İzmir üzerine yazılmış metinde "Her kent gibi" sözleriyle başlayıp "ve çalışma arkadaşları." sözlerine kadar uzanan kısmı lütfen birebir yazın.

## Metin bölümü
• • • • •
Her kent gibi değil yaşadığımız yer. Ona övgü dizmek niyetiyle değil ona kelimelerle sarılabilmek için yazıyorum aslında.
İzmir aşktan, öyküden ve bazen masaldan ibaret gibi. Romantizmin tenhalarına gizlenmiş bir üstün yaratanları kurşuna dizmek haktır elbette. Fakat bu kentin insanda bıraktığı büyülüyeci izi, romantizmin kıyılarına vurmadan anlatmak pek mümkün değil. Basmane ve göç gerçeği, bugünlerde erozyona uğrayan sakin ve naif insan topluluğunu es geçmeyen bir bakış açısıyla elbette. Bu kentin, kötülüğü yaratmama eylemi var ama kötülük kendine her yerde yuva bulabiliyor. Odaklanmamız gereken ise kötülüğü yaratmama eylemine sarılanlar olmalı. Kentin üstüne düşünmekten uyuyamayanlardan biri de Ümit Kartal ve çalışma arkadaşları.
• • • • •
## Sağlanan veriler
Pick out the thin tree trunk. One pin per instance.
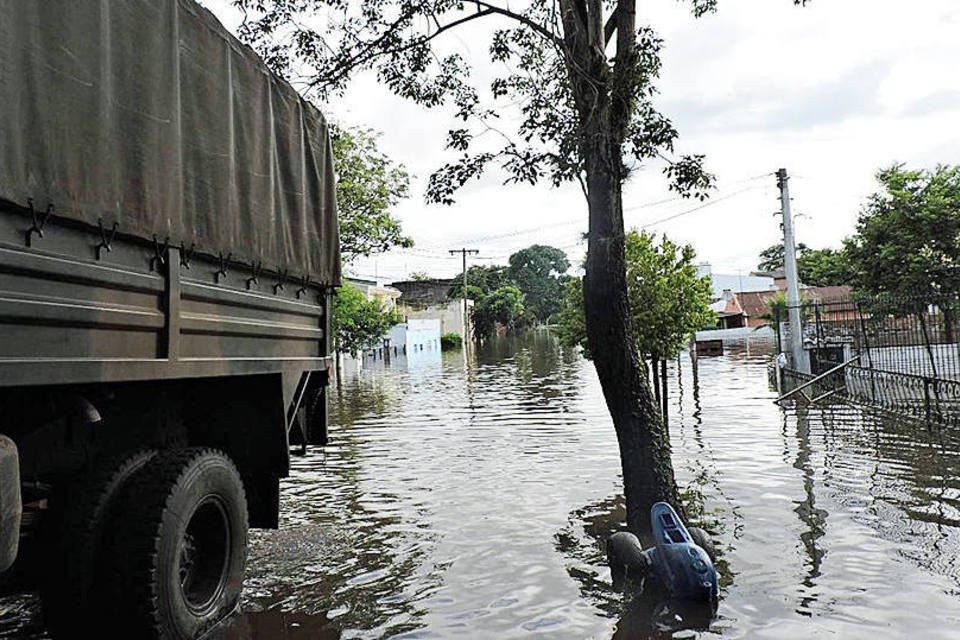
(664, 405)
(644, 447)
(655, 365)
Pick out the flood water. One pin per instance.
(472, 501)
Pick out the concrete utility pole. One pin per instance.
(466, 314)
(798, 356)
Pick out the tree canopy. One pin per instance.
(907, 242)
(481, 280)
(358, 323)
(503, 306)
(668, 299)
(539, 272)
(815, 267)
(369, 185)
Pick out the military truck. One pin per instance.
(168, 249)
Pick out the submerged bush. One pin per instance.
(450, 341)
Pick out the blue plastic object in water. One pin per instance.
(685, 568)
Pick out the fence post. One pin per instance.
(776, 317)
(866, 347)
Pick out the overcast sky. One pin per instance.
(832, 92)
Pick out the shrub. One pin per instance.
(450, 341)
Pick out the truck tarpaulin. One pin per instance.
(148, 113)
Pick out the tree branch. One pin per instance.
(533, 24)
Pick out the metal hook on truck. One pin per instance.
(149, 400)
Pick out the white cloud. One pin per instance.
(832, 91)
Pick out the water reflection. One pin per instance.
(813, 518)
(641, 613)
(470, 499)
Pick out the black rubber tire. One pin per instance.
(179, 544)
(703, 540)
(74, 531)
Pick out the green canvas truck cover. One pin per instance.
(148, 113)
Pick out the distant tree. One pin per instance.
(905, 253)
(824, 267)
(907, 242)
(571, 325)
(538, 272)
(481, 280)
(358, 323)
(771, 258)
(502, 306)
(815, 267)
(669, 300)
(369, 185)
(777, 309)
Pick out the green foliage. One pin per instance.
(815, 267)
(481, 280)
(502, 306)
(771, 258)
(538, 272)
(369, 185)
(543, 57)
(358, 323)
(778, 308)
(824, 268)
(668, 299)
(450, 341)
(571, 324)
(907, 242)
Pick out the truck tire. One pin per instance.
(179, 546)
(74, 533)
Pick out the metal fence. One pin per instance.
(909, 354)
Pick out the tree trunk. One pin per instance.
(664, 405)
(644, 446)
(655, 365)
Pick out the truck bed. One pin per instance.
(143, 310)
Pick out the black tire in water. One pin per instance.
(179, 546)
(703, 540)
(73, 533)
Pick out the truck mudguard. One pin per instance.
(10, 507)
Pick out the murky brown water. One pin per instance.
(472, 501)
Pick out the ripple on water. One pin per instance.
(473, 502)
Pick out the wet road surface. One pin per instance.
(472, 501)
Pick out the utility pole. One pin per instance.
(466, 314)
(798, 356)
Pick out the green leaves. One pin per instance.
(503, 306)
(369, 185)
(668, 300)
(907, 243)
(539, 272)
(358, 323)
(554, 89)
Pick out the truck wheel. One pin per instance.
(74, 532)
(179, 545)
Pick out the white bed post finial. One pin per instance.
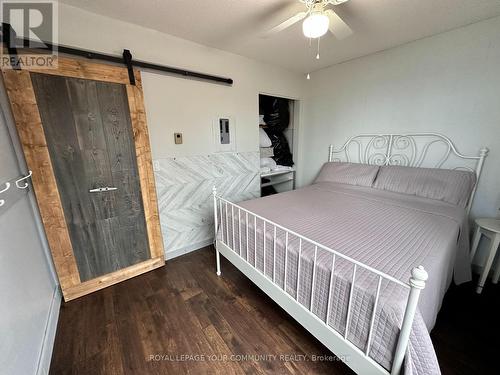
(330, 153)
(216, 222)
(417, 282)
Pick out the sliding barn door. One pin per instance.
• • • • •
## Çözümlü yanıt
Her kent gibi değil yaşadığımız yer. Ona övgü dizmek niyetiyle değil ona kelimelerle sarılabilmek için yazıyorum aslında.
İzmir aşktan, öyküden ve bazen masaldan ibaret gibi. Romantizmin tenhalarına gizlenmiş bir üstün yaratanları kurşuna dizmek haktır elbette. Fakat bu kentin insanda bıraktığı büyülüyeci izi, romantizmin kıyılarına vurmadan anlatmak pek mümkün değil. Basmane ve göç gerçeği, bugünlerde erozyona uğrayan sakin ve naif insan topluluğunu es geçmeyen bir bakış açısıyla elbette. Bu kentin, kötülüğü yaratmama eylemi var ama kötülük kendine her yerde yuva bulabiliyor. Odaklanmamız gereken ise kötülüğü yaratmama eylemine sarılanlar olmalı. Kentin üstüne düşünmekten uyuyamayanlardan biri de Ümit Kartal ve çalışma arkadaşları.